- _TASK GOAL_
Turn the lines below into a numbered list, leaving out any blank lines. Use only the lines between the one holding "job | pin one point per instance of the sponsor" and the one holding "[(286, 415)]", inclusive.
++++++++
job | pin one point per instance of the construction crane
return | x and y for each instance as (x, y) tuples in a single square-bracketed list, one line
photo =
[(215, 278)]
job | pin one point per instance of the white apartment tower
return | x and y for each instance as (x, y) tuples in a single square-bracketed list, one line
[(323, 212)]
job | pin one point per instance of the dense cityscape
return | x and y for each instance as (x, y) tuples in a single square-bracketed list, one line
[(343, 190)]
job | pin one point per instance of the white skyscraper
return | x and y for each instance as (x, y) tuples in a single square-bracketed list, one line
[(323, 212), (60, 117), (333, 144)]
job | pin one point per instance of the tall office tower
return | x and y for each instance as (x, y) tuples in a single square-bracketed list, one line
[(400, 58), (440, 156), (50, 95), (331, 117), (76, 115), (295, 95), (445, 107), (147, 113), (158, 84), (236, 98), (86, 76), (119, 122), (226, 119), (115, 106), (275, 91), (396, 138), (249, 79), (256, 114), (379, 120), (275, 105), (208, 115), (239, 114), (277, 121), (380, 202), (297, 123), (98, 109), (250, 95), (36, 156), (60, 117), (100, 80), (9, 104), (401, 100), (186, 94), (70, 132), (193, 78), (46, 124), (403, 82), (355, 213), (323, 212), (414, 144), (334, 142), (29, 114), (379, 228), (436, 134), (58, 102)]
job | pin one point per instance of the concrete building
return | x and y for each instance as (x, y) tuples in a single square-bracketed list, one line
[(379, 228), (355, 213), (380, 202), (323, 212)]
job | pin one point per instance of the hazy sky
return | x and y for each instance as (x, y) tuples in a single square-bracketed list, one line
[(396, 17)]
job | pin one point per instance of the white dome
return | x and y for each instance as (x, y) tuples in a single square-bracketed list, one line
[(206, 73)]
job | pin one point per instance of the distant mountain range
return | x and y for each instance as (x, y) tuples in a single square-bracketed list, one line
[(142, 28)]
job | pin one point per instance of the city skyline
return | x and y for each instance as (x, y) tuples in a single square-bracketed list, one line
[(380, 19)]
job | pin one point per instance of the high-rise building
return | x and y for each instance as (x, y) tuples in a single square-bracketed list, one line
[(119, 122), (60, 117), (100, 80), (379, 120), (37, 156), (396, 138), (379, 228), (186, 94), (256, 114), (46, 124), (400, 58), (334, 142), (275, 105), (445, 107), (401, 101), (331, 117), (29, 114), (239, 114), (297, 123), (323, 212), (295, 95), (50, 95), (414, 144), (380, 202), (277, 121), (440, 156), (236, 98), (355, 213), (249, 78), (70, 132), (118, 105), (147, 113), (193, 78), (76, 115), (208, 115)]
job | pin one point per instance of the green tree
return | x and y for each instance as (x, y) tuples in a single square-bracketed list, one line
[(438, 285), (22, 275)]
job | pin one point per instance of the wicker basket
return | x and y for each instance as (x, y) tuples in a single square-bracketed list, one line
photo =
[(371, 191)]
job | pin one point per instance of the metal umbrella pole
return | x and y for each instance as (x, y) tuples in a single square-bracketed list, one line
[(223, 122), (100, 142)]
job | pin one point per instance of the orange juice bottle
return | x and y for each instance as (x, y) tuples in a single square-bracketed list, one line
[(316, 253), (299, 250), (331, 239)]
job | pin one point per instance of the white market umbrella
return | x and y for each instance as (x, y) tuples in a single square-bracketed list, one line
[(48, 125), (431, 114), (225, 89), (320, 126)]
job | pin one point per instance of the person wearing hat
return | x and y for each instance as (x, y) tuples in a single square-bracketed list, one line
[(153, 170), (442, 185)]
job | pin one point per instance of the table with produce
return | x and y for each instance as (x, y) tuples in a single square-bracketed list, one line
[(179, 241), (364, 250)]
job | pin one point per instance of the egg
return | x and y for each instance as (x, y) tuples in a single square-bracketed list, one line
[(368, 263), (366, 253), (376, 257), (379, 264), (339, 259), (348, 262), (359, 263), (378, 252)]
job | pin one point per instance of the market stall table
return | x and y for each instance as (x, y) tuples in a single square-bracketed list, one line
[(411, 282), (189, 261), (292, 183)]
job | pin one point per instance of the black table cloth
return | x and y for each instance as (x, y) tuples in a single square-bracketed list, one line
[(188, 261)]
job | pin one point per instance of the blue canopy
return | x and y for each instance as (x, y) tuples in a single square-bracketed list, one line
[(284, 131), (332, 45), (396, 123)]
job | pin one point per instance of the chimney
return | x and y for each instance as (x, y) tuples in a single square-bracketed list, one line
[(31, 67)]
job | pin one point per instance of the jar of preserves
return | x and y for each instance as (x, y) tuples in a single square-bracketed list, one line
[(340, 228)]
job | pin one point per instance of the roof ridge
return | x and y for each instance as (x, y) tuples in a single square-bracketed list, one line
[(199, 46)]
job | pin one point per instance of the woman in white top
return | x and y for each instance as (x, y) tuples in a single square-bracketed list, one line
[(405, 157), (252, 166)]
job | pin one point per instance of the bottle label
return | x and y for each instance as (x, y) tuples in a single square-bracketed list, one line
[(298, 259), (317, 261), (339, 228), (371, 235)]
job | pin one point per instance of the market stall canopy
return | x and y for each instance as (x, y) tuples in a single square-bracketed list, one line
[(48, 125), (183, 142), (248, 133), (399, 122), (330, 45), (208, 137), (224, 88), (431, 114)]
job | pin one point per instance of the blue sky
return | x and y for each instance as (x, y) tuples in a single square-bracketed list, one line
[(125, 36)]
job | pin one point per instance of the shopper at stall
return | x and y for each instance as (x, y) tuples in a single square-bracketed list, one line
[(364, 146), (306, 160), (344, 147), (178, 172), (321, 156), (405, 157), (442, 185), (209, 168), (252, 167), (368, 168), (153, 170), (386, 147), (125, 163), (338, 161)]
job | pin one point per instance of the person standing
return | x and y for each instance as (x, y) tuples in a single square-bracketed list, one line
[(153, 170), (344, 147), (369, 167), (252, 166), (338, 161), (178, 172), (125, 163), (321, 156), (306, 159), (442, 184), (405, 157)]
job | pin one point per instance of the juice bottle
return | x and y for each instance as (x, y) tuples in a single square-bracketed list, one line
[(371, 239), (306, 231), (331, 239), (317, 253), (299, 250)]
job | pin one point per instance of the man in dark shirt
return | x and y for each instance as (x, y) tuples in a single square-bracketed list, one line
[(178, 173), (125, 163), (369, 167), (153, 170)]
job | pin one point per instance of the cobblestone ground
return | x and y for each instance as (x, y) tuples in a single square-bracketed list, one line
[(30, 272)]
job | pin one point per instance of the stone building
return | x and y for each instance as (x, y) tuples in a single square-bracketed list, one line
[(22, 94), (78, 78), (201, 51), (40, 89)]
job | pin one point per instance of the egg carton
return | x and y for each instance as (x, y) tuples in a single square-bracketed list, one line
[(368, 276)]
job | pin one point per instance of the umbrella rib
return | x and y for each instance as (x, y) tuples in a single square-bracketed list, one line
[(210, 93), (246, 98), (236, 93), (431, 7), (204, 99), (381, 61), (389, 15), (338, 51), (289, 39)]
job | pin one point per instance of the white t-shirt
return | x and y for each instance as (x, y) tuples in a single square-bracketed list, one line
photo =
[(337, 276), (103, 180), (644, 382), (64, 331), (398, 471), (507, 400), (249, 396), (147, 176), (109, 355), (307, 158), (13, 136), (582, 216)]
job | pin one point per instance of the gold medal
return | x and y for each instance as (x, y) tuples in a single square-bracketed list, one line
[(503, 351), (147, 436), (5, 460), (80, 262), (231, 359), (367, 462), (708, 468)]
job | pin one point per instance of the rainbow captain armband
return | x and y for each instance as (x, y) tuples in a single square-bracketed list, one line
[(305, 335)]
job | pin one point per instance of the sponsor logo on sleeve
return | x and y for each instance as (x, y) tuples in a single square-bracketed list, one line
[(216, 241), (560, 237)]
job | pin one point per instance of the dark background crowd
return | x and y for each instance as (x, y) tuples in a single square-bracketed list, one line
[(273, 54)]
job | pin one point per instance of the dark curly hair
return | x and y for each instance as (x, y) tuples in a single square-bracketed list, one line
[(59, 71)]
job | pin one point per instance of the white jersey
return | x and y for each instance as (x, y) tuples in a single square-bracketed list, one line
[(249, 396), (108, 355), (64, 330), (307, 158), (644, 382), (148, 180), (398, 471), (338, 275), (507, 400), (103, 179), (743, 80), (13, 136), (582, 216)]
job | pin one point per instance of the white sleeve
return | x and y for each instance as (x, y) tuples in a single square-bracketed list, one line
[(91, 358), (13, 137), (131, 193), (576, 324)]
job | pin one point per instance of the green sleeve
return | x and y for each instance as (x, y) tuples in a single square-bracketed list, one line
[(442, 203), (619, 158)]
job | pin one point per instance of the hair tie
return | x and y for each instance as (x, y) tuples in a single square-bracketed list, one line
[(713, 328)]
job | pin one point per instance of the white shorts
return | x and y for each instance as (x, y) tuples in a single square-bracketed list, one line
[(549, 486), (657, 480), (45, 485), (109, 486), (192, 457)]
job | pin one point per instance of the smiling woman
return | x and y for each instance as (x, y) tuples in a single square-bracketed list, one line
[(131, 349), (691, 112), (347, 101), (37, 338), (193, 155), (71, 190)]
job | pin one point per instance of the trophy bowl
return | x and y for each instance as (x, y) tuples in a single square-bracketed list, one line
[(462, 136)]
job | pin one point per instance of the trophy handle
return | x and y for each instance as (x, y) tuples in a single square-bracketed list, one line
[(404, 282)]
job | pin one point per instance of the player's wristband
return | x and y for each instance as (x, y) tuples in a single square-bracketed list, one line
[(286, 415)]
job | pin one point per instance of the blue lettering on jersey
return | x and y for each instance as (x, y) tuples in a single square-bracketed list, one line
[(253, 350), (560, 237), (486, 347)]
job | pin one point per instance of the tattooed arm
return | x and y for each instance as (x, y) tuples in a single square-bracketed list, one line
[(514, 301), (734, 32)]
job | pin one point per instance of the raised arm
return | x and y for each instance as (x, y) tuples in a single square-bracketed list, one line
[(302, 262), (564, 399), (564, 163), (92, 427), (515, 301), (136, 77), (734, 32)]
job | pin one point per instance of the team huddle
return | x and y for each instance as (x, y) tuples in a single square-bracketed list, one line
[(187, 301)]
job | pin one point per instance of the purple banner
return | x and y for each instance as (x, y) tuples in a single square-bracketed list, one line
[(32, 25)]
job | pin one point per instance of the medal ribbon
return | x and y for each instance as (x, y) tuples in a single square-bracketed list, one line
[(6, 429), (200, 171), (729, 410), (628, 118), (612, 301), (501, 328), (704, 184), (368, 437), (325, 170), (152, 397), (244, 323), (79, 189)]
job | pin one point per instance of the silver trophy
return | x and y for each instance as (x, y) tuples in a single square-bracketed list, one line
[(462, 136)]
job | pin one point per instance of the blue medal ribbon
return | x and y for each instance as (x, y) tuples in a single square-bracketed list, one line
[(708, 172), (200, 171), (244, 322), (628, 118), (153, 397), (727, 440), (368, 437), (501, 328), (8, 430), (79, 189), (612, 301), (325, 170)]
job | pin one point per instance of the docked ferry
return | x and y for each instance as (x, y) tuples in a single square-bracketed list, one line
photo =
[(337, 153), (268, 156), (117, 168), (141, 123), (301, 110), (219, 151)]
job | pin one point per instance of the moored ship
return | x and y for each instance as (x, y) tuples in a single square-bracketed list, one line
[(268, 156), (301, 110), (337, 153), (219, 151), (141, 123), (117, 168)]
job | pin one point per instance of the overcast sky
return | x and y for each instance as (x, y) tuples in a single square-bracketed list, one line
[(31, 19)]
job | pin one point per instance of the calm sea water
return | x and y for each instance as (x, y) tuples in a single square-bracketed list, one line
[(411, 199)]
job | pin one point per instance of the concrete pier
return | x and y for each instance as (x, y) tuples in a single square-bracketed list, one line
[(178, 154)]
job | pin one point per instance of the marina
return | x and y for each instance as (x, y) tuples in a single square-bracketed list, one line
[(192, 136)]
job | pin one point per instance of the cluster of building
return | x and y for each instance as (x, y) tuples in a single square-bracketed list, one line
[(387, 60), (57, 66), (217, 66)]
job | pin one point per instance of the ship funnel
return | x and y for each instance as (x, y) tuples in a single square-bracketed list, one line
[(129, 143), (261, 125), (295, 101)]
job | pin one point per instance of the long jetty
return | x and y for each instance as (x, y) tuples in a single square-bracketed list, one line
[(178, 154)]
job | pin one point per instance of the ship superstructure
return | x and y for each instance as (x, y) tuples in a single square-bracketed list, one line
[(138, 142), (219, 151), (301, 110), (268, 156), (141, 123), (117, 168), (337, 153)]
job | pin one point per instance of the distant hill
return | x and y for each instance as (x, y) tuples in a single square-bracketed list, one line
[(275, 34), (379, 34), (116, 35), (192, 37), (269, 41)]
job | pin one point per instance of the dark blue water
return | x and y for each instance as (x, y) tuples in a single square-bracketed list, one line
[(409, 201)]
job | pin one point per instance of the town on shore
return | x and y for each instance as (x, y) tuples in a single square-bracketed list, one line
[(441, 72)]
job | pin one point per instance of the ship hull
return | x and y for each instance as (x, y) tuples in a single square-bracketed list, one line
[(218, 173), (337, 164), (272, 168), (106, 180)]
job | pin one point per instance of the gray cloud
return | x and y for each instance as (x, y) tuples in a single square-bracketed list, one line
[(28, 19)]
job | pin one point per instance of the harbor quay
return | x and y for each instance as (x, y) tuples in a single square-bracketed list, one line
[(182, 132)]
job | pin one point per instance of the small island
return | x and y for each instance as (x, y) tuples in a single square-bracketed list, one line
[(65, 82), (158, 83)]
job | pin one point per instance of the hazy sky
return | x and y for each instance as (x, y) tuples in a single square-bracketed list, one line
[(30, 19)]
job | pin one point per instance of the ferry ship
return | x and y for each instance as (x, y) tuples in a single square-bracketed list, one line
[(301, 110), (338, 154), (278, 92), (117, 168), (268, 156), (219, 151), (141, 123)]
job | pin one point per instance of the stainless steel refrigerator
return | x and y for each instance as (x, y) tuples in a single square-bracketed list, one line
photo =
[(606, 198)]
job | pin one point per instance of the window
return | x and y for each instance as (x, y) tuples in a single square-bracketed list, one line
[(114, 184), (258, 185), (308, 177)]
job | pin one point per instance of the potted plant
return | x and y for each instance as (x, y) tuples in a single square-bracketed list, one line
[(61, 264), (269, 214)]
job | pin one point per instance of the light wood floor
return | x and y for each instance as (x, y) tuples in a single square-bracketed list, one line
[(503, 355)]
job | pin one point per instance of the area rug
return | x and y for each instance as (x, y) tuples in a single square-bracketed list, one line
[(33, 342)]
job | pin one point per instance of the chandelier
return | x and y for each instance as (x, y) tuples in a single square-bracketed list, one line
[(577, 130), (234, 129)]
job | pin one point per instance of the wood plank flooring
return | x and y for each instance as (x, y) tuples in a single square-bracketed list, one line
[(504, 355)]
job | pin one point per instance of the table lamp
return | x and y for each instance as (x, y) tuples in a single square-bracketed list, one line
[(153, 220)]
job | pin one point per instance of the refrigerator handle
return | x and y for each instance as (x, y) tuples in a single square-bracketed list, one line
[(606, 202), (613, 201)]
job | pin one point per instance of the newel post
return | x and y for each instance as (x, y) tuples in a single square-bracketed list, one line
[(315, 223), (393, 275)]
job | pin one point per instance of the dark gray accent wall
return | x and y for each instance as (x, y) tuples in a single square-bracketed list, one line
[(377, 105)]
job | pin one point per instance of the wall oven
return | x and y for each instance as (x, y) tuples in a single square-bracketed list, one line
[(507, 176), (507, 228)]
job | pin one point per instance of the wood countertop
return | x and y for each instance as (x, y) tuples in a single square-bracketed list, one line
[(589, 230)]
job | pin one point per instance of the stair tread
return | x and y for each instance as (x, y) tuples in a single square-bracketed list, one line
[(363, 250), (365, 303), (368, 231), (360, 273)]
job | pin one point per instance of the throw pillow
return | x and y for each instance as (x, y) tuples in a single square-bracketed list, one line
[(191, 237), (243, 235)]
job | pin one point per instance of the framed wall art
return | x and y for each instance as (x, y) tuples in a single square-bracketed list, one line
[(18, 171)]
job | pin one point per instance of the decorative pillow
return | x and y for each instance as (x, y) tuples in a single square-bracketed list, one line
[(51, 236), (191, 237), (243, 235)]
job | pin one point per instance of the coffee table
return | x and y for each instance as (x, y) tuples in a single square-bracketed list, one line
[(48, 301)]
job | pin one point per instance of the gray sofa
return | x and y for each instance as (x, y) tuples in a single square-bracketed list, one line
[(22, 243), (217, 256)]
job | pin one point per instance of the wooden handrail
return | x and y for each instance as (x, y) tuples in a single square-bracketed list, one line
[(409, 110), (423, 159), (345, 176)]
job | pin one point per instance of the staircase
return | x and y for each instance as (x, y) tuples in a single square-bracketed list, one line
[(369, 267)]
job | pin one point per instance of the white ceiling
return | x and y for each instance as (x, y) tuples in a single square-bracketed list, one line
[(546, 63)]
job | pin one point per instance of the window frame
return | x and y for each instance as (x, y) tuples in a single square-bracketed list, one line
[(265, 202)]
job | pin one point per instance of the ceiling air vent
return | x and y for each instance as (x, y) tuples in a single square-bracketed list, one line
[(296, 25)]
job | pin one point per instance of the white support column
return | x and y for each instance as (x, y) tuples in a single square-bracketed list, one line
++++++++
- _COMPLETE ANSWER_
1. job | pin one point per instance of the sponsor logo on sleeve
2. return | x and y for each instance as (x, y) tuples in a single square-bracketed list, one line
3. [(216, 241), (560, 237)]
4. job | pin one point per instance of the dark background crowd
5. return | x and y for each instance as (x, y) tuples in a single square-bracketed list, one line
6. [(273, 54)]
7. job | pin one point per instance of the dark curly hair
8. return | x and y for each instance as (x, y) tuples in a single square-bracketed list, one line
9. [(59, 71)]
10. job | pin one point per instance of the white jersey
11. return | x and y for each instance as (x, y) tuples in a single square-bracketed list, one line
12. [(249, 396), (108, 355), (64, 330), (307, 158), (644, 382), (148, 180), (398, 471), (338, 275), (507, 400), (103, 179), (743, 80), (13, 136), (582, 216)]
13. job | pin one point per instance of the white sleeve
14. return | x and y for each instance as (x, y) tuples in a single square-bracketed list, one line
15. [(91, 358), (13, 137), (131, 193), (576, 324)]
16. job | pin one point per instance of the green sleeve
17. return | x and y for each instance as (x, y) tuples in a single square-bracketed list, one line
18. [(442, 203), (619, 158)]
19. job | pin one point per instance of the hair tie
20. return | x and y for each instance as (x, y) tuples in a single square-bracketed list, one line
21. [(713, 328)]
22. job | pin one point per instance of the white shorts
23. return | x and y for each instance as (x, y) tuples in a single square-bracketed list, one line
24. [(549, 486), (657, 480), (45, 485), (109, 486), (192, 457)]
25. job | pin one point per instance of the smiling woman
26. return | x and y for each instance as (x, y) tuples in a single square-bracketed list, one line
27. [(131, 349), (691, 112), (347, 101), (37, 338), (193, 155), (71, 190)]
28. job | pin one point per instance of the trophy bowl
29. return | x and y for each instance as (x, y) tuples in a single square-bracketed list, one line
30. [(462, 136)]
31. job | pin one point per instance of the trophy handle
32. return | x and y for each instance as (x, y) tuples in a single square-bracketed list, one line
33. [(404, 282)]
34. job | pin one point per instance of the player's wristband
35. return | x and y for each instance as (x, y) tuples in a single square-bracketed list, one line
36. [(286, 415)]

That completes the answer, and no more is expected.